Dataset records
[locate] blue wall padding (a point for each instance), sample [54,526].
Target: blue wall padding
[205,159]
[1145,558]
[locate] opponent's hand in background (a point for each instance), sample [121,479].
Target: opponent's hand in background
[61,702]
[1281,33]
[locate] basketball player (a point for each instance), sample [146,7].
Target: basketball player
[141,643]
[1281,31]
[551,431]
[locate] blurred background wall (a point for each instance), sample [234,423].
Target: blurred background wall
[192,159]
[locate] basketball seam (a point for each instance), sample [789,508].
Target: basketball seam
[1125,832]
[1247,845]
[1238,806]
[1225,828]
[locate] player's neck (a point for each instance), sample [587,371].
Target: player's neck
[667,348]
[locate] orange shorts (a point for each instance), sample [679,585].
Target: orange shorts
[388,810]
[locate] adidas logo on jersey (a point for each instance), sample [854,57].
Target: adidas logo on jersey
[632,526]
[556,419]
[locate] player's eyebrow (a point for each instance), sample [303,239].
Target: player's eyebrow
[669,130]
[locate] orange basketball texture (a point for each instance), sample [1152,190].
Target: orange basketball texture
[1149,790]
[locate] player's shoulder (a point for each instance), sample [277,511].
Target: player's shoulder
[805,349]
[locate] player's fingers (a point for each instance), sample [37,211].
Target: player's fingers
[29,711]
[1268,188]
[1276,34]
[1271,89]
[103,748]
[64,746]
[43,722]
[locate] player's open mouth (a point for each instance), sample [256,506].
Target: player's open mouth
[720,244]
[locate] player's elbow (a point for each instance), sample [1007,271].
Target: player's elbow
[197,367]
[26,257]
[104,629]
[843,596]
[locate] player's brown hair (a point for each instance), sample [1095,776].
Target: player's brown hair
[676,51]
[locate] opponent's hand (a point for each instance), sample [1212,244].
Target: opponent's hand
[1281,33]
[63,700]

Goal of the exercise: Reproduce each record exactly, leaving nothing out.

Task output:
[locate] blue wall padding (a point for each instance), sample [54,526].
Target: blue wall padding
[205,159]
[1145,558]
[locate] opponent's hand in background (a point for each instance), sample [121,479].
Target: opponent's hand in background
[61,702]
[1281,33]
[locate] basketball player (a point for each instance), sample [146,7].
Target: basketball player
[141,643]
[1281,31]
[551,431]
[locate] blurred background wall (a point for each instance), sample [234,423].
Target: blurred background wall
[192,159]
[locate] basketball seam (a point for each instance), sample [789,508].
Target: basketball seam
[1125,832]
[1247,845]
[1238,806]
[1225,828]
[locate] player's neck (a point for each instance), sample [587,371].
Target: player's neck
[667,348]
[locate] orange shorts (a point for each instance), sample [679,585].
Target: orange shorts
[388,810]
[locate] adidas logo on jersey (a point for each instance), sample [854,57].
Target: adidas logo on jersey
[632,526]
[556,419]
[locate] player's eyebrow (a point for each instance), sample [303,239].
Target: player's eyebrow
[669,130]
[locate] orange basketball texture (a point for each instance), sample [1152,190].
Target: orange basketball texture
[1149,790]
[locate] player's shoulder (a point for each instance), sample [277,511].
Target: player's shoulder
[805,349]
[locate] player's fingers (a point for each instance), sample [37,211].
Target: player's fingers
[29,711]
[1268,188]
[1276,34]
[1271,89]
[103,748]
[64,746]
[43,722]
[locate] player's open mouth (a point for each instance), sample [256,506].
Target: player's open mouth
[720,244]
[locate] player's elbow (a point for each instance), sample [1007,271].
Target: player's elbow
[197,367]
[26,257]
[104,629]
[843,596]
[locate] player's brown hair (a point for each instance), sample [1095,776].
Target: player's brown hair
[676,51]
[locate] opponent's hand (a point for each instance), sample [1212,244].
Target: opponent's hand
[1281,33]
[63,700]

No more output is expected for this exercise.